Stored entries:
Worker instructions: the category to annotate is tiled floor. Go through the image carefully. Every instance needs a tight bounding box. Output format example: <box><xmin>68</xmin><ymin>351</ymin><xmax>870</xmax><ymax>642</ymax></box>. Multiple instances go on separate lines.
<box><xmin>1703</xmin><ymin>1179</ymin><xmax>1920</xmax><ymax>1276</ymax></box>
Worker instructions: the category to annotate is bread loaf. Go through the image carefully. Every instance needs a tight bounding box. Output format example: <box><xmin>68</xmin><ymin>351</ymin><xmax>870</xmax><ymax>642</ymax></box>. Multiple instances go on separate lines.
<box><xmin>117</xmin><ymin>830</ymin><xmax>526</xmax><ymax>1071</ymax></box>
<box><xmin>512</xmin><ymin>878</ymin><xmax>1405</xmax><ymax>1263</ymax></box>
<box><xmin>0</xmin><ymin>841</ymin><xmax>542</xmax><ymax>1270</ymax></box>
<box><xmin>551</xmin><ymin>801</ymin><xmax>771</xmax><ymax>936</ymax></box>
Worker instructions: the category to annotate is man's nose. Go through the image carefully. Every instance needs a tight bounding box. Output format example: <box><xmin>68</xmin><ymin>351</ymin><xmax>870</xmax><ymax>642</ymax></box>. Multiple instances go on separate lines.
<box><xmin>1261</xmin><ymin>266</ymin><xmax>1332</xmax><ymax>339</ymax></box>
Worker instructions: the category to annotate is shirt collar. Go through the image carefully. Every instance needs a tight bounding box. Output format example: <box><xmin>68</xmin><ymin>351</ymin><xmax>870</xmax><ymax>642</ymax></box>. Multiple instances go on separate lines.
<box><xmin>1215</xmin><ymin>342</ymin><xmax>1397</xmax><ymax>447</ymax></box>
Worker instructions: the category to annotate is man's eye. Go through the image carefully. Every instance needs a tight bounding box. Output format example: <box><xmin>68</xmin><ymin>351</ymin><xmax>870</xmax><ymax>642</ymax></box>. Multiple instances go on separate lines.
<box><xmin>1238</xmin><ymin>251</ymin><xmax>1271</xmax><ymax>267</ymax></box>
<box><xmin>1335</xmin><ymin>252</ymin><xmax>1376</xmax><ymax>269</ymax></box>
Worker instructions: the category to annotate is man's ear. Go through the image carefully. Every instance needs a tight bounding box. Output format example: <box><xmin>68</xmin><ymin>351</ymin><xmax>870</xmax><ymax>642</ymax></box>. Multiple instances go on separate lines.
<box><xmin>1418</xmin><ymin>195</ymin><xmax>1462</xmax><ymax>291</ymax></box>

The problem
Each line must be given again exactly as written above.

Task result
Worker instructions: the category to annotate is tiled floor. Go through the image carefully. Every instance needs a tight bounding box. Output format example: <box><xmin>68</xmin><ymin>351</ymin><xmax>870</xmax><ymax>642</ymax></box>. Multiple instances go on separate lines.
<box><xmin>1703</xmin><ymin>1179</ymin><xmax>1920</xmax><ymax>1276</ymax></box>
Worker instructions: the category to annotate is bread loaf. Go through the image carefully. Every instance needs a tight bounding box. Output format example: <box><xmin>68</xmin><ymin>351</ymin><xmax>870</xmax><ymax>642</ymax></box>. Multiple instances go on separate lines.
<box><xmin>117</xmin><ymin>830</ymin><xmax>526</xmax><ymax>1071</ymax></box>
<box><xmin>512</xmin><ymin>878</ymin><xmax>1405</xmax><ymax>1263</ymax></box>
<box><xmin>0</xmin><ymin>841</ymin><xmax>542</xmax><ymax>1270</ymax></box>
<box><xmin>551</xmin><ymin>801</ymin><xmax>771</xmax><ymax>936</ymax></box>
Worker instructions: the category to annotate is man's nose. Go through the image carefully. Every instance needs a tight bounding box. Output format example: <box><xmin>68</xmin><ymin>351</ymin><xmax>870</xmax><ymax>642</ymax></box>. Multiple instances go on separate lines.
<box><xmin>1261</xmin><ymin>266</ymin><xmax>1332</xmax><ymax>339</ymax></box>
Worker instructions: the category to annotate is shirt collar. Go through the image carefully. Every instance needs a tight bounding box. Output format example: <box><xmin>68</xmin><ymin>351</ymin><xmax>870</xmax><ymax>642</ymax></box>. Multiple instances go on separate lines.
<box><xmin>1215</xmin><ymin>342</ymin><xmax>1397</xmax><ymax>447</ymax></box>
Worker instructions: the category to annotate is man's eye. Go through the image carefully. Every instance needs a tight bounding box. Output format example: <box><xmin>68</xmin><ymin>351</ymin><xmax>870</xmax><ymax>642</ymax></box>. Multiple instances go on separate lines.
<box><xmin>1238</xmin><ymin>251</ymin><xmax>1271</xmax><ymax>267</ymax></box>
<box><xmin>1335</xmin><ymin>252</ymin><xmax>1376</xmax><ymax>269</ymax></box>
Worker instructions: the category to annotate is man's ear. Go through the image carefully. Every instance needs a tight bounding box. Output format example: <box><xmin>68</xmin><ymin>351</ymin><xmax>870</xmax><ymax>642</ymax></box>. Multiple instances go on separate lines.
<box><xmin>1418</xmin><ymin>195</ymin><xmax>1462</xmax><ymax>291</ymax></box>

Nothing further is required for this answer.